- BRIEF:
Within the listing that follows, state how many lines include the word "below"; write only that number.

- SUPPLIED DATA:
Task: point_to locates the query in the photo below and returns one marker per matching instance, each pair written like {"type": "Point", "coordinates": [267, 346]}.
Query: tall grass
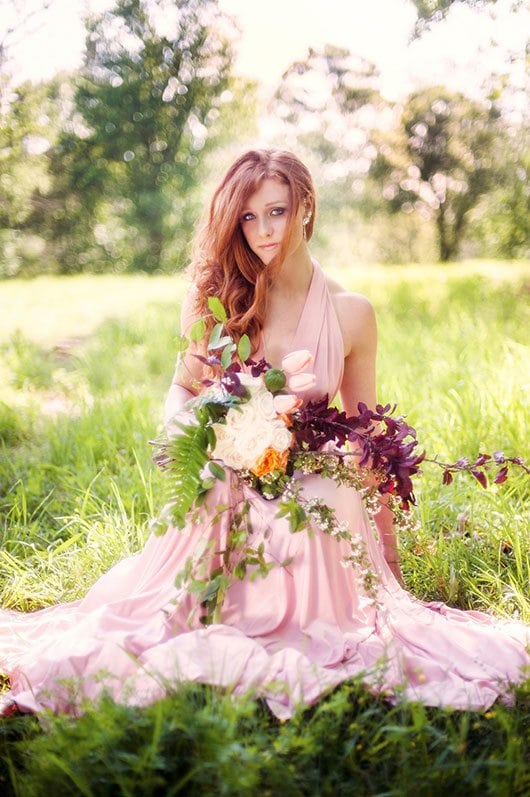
{"type": "Point", "coordinates": [78, 489]}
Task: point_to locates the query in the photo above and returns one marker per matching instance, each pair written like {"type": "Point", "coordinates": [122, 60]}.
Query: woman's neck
{"type": "Point", "coordinates": [295, 273]}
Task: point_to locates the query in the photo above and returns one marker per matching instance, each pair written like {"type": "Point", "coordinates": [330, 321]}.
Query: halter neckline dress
{"type": "Point", "coordinates": [289, 637]}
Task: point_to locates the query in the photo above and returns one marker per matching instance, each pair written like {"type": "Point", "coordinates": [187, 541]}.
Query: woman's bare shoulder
{"type": "Point", "coordinates": [354, 310]}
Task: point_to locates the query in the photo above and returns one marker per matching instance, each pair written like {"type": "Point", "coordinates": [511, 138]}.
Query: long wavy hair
{"type": "Point", "coordinates": [223, 265]}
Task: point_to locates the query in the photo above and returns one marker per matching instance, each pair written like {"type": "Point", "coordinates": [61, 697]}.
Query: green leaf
{"type": "Point", "coordinates": [198, 330]}
{"type": "Point", "coordinates": [217, 309]}
{"type": "Point", "coordinates": [226, 356]}
{"type": "Point", "coordinates": [215, 336]}
{"type": "Point", "coordinates": [181, 343]}
{"type": "Point", "coordinates": [217, 471]}
{"type": "Point", "coordinates": [243, 348]}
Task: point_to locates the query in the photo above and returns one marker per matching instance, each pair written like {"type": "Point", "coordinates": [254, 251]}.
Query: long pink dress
{"type": "Point", "coordinates": [288, 637]}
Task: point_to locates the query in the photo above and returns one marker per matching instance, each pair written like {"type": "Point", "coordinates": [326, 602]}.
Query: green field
{"type": "Point", "coordinates": [84, 365]}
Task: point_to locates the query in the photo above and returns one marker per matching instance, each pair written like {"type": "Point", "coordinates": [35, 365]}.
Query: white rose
{"type": "Point", "coordinates": [281, 438]}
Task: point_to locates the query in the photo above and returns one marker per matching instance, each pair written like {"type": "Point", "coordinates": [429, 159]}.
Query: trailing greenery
{"type": "Point", "coordinates": [78, 491]}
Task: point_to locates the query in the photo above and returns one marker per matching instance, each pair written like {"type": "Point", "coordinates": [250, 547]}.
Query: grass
{"type": "Point", "coordinates": [84, 364]}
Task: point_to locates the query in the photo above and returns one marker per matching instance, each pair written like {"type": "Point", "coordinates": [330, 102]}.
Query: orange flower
{"type": "Point", "coordinates": [269, 461]}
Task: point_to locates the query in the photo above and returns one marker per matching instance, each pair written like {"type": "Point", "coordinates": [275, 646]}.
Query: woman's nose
{"type": "Point", "coordinates": [264, 226]}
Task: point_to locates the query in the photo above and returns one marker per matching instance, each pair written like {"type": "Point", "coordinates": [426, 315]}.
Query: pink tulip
{"type": "Point", "coordinates": [301, 382]}
{"type": "Point", "coordinates": [286, 404]}
{"type": "Point", "coordinates": [296, 361]}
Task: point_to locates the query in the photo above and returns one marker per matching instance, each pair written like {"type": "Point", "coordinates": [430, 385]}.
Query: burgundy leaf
{"type": "Point", "coordinates": [447, 477]}
{"type": "Point", "coordinates": [480, 477]}
{"type": "Point", "coordinates": [501, 476]}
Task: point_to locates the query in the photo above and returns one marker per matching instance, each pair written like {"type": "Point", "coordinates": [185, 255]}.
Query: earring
{"type": "Point", "coordinates": [305, 222]}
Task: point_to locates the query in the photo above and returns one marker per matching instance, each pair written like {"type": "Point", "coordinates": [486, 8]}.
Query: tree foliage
{"type": "Point", "coordinates": [430, 11]}
{"type": "Point", "coordinates": [145, 102]}
{"type": "Point", "coordinates": [439, 161]}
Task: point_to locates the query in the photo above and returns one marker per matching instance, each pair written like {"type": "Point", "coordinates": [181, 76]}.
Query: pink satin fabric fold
{"type": "Point", "coordinates": [289, 637]}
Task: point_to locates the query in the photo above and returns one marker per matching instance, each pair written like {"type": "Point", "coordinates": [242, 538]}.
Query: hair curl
{"type": "Point", "coordinates": [223, 264]}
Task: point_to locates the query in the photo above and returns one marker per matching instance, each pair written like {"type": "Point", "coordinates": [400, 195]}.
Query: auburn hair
{"type": "Point", "coordinates": [223, 265]}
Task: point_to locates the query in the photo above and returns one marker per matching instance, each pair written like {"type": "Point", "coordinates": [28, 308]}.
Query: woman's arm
{"type": "Point", "coordinates": [188, 372]}
{"type": "Point", "coordinates": [358, 323]}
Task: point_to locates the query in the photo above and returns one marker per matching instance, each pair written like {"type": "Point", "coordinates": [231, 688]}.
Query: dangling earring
{"type": "Point", "coordinates": [305, 222]}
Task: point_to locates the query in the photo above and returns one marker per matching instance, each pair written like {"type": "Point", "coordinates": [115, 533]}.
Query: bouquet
{"type": "Point", "coordinates": [254, 423]}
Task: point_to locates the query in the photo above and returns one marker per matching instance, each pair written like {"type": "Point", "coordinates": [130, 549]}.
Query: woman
{"type": "Point", "coordinates": [311, 624]}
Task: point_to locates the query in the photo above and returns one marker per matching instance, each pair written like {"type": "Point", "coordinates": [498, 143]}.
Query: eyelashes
{"type": "Point", "coordinates": [274, 212]}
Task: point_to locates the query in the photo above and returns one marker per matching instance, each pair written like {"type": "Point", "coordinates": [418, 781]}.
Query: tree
{"type": "Point", "coordinates": [440, 161]}
{"type": "Point", "coordinates": [430, 11]}
{"type": "Point", "coordinates": [145, 102]}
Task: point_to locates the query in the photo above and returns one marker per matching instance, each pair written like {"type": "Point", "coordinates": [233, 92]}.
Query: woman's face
{"type": "Point", "coordinates": [265, 217]}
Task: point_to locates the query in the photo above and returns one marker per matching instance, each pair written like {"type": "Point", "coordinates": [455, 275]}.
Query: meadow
{"type": "Point", "coordinates": [84, 365]}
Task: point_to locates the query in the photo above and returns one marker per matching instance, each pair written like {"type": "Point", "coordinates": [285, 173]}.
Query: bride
{"type": "Point", "coordinates": [305, 627]}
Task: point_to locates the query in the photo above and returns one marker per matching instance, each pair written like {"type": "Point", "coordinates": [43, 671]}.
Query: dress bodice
{"type": "Point", "coordinates": [318, 330]}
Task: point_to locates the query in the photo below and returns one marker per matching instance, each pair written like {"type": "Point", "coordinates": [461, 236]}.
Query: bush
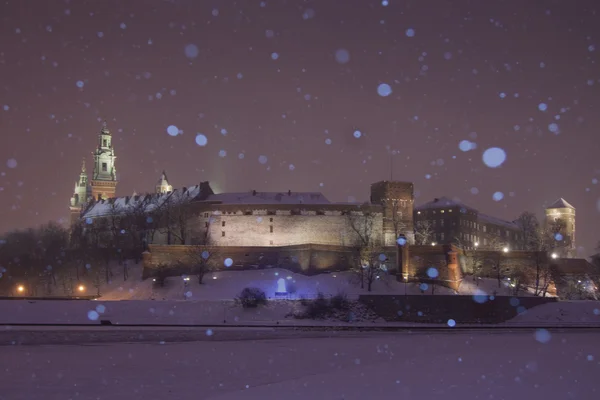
{"type": "Point", "coordinates": [318, 308]}
{"type": "Point", "coordinates": [340, 302]}
{"type": "Point", "coordinates": [252, 298]}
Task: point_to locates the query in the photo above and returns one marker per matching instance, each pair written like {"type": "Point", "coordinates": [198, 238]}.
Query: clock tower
{"type": "Point", "coordinates": [104, 176]}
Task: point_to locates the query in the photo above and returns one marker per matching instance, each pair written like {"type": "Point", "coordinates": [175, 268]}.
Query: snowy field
{"type": "Point", "coordinates": [217, 313]}
{"type": "Point", "coordinates": [226, 285]}
{"type": "Point", "coordinates": [373, 366]}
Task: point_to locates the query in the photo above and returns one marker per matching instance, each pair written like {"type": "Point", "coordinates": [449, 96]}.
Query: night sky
{"type": "Point", "coordinates": [280, 89]}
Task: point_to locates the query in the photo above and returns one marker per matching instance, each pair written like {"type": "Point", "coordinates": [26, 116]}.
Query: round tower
{"type": "Point", "coordinates": [162, 186]}
{"type": "Point", "coordinates": [560, 223]}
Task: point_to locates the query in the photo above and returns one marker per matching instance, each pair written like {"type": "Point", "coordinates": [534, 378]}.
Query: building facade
{"type": "Point", "coordinates": [452, 222]}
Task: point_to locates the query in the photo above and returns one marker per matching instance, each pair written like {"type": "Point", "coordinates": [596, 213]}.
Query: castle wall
{"type": "Point", "coordinates": [265, 228]}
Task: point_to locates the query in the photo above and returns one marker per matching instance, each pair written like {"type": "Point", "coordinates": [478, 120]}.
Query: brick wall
{"type": "Point", "coordinates": [306, 259]}
{"type": "Point", "coordinates": [236, 228]}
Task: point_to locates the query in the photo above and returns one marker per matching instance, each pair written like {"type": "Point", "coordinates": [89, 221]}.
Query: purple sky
{"type": "Point", "coordinates": [458, 70]}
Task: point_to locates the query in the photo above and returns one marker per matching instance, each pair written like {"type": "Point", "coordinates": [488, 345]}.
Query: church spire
{"type": "Point", "coordinates": [163, 186]}
{"type": "Point", "coordinates": [104, 176]}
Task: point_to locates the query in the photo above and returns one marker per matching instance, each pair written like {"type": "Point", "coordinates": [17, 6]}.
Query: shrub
{"type": "Point", "coordinates": [318, 308]}
{"type": "Point", "coordinates": [340, 302]}
{"type": "Point", "coordinates": [252, 297]}
{"type": "Point", "coordinates": [162, 272]}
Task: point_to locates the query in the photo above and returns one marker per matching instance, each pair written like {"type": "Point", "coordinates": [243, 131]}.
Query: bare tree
{"type": "Point", "coordinates": [367, 247]}
{"type": "Point", "coordinates": [424, 232]}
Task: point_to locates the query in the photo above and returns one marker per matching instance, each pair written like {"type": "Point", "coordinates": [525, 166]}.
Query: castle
{"type": "Point", "coordinates": [263, 219]}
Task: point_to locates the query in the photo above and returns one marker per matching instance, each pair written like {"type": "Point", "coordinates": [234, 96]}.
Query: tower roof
{"type": "Point", "coordinates": [163, 179]}
{"type": "Point", "coordinates": [560, 203]}
{"type": "Point", "coordinates": [104, 129]}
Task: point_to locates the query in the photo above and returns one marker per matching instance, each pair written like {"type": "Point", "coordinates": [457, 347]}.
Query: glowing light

- YOUR SOLUTION:
2